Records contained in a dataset
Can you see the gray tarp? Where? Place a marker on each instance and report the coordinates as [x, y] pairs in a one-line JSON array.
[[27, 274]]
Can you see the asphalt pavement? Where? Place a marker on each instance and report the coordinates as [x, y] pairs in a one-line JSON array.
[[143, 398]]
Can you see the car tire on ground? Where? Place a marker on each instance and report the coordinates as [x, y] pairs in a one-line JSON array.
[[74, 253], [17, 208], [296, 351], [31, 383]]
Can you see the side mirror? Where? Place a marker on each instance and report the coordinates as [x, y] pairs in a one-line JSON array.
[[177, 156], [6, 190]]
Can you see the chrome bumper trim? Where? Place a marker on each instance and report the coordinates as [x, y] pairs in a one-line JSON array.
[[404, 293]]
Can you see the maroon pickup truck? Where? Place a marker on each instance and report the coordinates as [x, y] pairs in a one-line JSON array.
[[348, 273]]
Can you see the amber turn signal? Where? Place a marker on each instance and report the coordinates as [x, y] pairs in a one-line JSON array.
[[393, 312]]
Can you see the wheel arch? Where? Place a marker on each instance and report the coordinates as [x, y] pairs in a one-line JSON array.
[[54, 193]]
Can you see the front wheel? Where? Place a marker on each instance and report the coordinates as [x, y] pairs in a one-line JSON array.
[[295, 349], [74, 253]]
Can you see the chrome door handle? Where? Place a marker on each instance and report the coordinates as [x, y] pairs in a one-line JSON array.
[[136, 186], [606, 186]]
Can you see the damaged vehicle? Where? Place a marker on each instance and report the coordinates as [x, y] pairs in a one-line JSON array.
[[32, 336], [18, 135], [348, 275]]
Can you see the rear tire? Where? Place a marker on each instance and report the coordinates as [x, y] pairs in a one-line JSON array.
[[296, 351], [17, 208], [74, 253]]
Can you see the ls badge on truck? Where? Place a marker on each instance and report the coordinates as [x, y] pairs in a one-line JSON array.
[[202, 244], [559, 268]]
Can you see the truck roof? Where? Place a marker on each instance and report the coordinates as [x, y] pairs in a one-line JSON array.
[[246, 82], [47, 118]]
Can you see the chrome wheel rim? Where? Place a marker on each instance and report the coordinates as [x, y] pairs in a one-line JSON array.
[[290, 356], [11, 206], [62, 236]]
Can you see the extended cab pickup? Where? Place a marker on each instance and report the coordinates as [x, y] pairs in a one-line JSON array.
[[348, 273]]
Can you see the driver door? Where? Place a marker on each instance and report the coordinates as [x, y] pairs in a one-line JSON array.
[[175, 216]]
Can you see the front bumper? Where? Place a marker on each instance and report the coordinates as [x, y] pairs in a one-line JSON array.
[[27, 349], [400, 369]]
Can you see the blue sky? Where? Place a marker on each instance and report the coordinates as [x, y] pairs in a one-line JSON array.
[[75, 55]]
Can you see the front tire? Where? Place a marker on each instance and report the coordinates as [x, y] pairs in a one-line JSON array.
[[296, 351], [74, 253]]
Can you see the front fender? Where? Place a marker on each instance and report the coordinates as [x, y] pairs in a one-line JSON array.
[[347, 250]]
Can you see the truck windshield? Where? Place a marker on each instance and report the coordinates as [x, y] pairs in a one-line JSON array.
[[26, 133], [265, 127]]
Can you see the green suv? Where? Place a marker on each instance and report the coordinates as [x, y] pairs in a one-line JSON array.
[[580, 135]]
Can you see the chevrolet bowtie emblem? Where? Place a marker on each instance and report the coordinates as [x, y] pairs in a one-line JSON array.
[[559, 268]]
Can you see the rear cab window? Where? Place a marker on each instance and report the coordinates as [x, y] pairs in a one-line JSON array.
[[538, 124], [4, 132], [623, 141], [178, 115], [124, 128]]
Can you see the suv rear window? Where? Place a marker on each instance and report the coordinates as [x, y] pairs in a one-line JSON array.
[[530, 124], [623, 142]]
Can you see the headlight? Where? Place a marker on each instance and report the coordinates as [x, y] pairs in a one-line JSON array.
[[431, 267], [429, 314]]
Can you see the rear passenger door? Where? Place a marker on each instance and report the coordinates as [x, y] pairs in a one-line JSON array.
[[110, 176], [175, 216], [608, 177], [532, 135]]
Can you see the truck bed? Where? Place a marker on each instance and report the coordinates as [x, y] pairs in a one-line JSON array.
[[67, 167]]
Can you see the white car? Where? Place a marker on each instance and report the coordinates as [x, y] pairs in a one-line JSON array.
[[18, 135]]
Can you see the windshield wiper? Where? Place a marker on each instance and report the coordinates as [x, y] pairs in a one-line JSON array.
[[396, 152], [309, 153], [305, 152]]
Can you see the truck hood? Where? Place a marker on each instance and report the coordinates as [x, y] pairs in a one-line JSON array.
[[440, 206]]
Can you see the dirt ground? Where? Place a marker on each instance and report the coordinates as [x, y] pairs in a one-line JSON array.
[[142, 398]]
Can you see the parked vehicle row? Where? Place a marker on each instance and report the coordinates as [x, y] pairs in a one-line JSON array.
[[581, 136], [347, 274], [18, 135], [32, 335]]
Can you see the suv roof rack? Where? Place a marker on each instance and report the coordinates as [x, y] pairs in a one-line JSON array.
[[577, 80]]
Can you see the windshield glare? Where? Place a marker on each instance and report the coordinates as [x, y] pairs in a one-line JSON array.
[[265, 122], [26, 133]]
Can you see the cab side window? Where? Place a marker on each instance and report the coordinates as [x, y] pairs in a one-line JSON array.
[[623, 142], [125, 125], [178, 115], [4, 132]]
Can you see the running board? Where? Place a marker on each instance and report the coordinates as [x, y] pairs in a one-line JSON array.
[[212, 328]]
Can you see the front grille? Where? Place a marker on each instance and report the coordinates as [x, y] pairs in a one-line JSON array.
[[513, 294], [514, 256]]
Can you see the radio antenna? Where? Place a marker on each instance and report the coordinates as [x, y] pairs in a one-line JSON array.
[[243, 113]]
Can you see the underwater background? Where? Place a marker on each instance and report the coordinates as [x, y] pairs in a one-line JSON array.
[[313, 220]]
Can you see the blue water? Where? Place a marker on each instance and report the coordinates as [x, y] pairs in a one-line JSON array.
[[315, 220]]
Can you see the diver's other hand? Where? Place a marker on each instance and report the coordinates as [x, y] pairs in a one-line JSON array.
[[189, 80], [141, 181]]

[WORK REQUIRED]
Could you write out all of the entries precisely as they stand?

[RESULT OF THIS EXERCISE]
Can you see the gray tarp? Where? Place a marker on each instance and report the coordinates as [x, y] pairs in a one-line JSON array.
[[27, 274]]
Can you see the asphalt pavement? Where? Place a marker on each instance and report the coordinates as [x, y] pairs in a one-line JSON array.
[[143, 398]]
Can you see the car tire on ground? Where? Place a marker on each instance and report the coordinates as [x, y] pairs in a one-line JSON array.
[[74, 253], [17, 208], [296, 351], [31, 383]]
Can you see the side mirror? Where? Place a marker on each instance and report the coordinates as [x, y] pairs in a one-line JSON array.
[[177, 156], [6, 190]]
Can you see the chrome bumper trim? Where? Place a marker on each instance and report the coordinates as [x, y] pairs in a one-line JSON array.
[[404, 293]]
Can you see the maroon pickup truck? Where? Place a marker on each instance and report the coordinates as [x, y] pairs in a one-line JSON array.
[[348, 273]]
Can you see the amber turn signal? Where? Place a marker on each instance and report the coordinates as [x, y] pairs in a one-line JSON array.
[[393, 312]]
Can you see the wheel arch? Where? Place a marker on each instance and report the coordinates as [x, y] pairs in a one-line JSON array.
[[54, 193]]
Can you see the front wheel? Where? Place a marker on each instance and report the coordinates as [x, y] pairs in a one-line JSON array.
[[295, 349], [74, 253]]
Can you see the chrome door handle? Where? Place a marker on each instance and report the coordinates as [x, y] pairs in a one-line JSON array.
[[136, 186], [606, 186]]
Can you see the damaged vehicle? Where? Place a marker on each instance and report the coordinates as [x, y] pairs in a one-line JSON array.
[[32, 336], [18, 135], [348, 275]]
Can you see the rear tire? Where? Place a marker on each instance and report the coordinates as [x, y] pairs in a one-line JSON array.
[[296, 351], [17, 208], [74, 253]]
Can you see the ls badge on truck? Where? Place a marker on each instance and report the coordinates as [x, y] pairs in a one-line JSON array.
[[202, 244], [559, 268]]
Can you see the truck roof? Where? Place a marker on each instance and report the coordinates as [x, y] pairs in a one-line JSON array.
[[246, 82], [47, 118]]
Can you see the chrome wheel rim? Where? Place a marker on each instance and report the coordinates as [x, y] pairs in a one-line JSON array.
[[290, 356], [11, 206], [62, 236]]
Can you see the extended cab pickup? Where? Place a marker on each instance and report the coordinates as [x, y] pairs in a one-line JSON array.
[[348, 273]]
Can you see the driver door? Where? Place a marker on each instance and report the coordinates as [x, y] pairs in a one-line JSON array.
[[175, 216]]
Can you see the front bumper? Where? Place a marker on each instance and report the coordinates as [x, y] pairs in a one-line JSON array.
[[27, 349], [400, 369]]
Can you see the blue sky? Where? Place a marker on each instance and report the coordinates as [x, y] pairs in a one-line JSON array.
[[75, 55]]
Can you see the front tire? Where? Place a marker on each instance and report the coordinates as [x, y] pairs in a one-line JSON array.
[[296, 351], [74, 253]]
Can you see the front fender? Where? Place a marker on each instance and report the coordinates as [x, y] pairs in a one-line JSON array.
[[347, 250]]
Can you see the truck windshield? Where? Place a marker on each instance and report the coordinates as [x, y] pairs in a one-line JSON array.
[[26, 133], [265, 127]]
Can you see the green suv? Where? Place a marker on each instance and report the coordinates as [x, y] pairs in a one-line JSON array.
[[580, 135]]
Can you see the chevrolet bowtie emblem? Where? Place a marker on each instance and report the coordinates as [x, y] pairs in a one-line JSON array.
[[559, 268]]
Can you see the rear cab window? Where? Place a marker on each instance and report the coordinates as [x, y] pairs in a one-line JSON array.
[[538, 124], [4, 132], [623, 141], [178, 115], [124, 128]]
Can you see the suv rear window? Where? Place a marker on each instance and report the coordinates as [x, y] pairs in a one-line JSON array.
[[530, 124], [623, 142]]
Can you see the headlight? Where? Place a marker on each instance and report the coordinates as [x, y] pairs in a one-line JSON array.
[[431, 267], [429, 314]]
Can you see the rear passenger door? Where? Place a marker on each instance and report the coordinates as [x, y] pairs in a one-line JSON array.
[[110, 176], [175, 216], [608, 177], [532, 135]]
Can you see the truck bed? Where? Place a marker on each instance and report the coordinates as [x, y] pairs in a one-line JSON array.
[[67, 167]]
Can you see the white car? Where? Place a marker on each instance and report the coordinates as [x, y] pairs in a one-line JSON array.
[[18, 135]]
Can you see the windshield wiper? Where? Place a marker on each instance and report the coordinates as [x, y] pairs in a one-line JSON array.
[[396, 152], [309, 153], [305, 152]]
Can you see the truck hood? Where? Place a marker on each instance and report the coordinates as [x, y] pairs in a one-line JSON array.
[[440, 206]]
Can you see the dirt ground? Where? Place a marker on each instance and report the coordinates as [x, y] pairs in a one-line JSON array.
[[142, 398]]
Can you see the parked vehicle row? Where? Place a marker on each instance and report the coordinates as [x, y] pairs in a one-line JSON array.
[[581, 136], [347, 274], [18, 135], [32, 335]]
Can you see the suv roof rack? Where? Place a marker on each instance and report the coordinates as [x, y] pairs in a one-line JSON array.
[[577, 80]]
Can you see the windshield glare? Where? Place a marker on each instance and report the coordinates as [x, y] pairs in a one-line JSON array.
[[265, 122], [26, 133]]
Can you see the cab side window? Where? Place a marker on each instance and report the coordinates as [x, y] pairs in a one-line JSON array.
[[623, 142], [125, 125], [178, 115], [4, 132]]
Can you see the running board? Where? Place a marker on each instance and report the coordinates as [x, y] pairs in a one-line JSON array.
[[212, 328]]
Can you see the front grille? Where? Place a marker on each instance and report the coordinates as [x, y] pairs in a one-line JSON array.
[[513, 294], [514, 256]]
Can you see the radio antenna? Where? Place a marker on each instance and report the coordinates as [x, y] pairs in a one-line JSON array.
[[243, 113]]
Can you see the underwater background? Where? Place a marker on each instance and report the coordinates as [x, y] pairs in a one-line JSON array.
[[313, 220]]
Can you see the blue water? Where? Place a marker on each instance and report the coordinates as [x, y] pairs in a one-line JSON array.
[[315, 220]]
Can you see the diver's other hand? Where? Place a marker on each instance and report the coordinates as [x, y] pairs in a one-line JSON array.
[[189, 80], [141, 181]]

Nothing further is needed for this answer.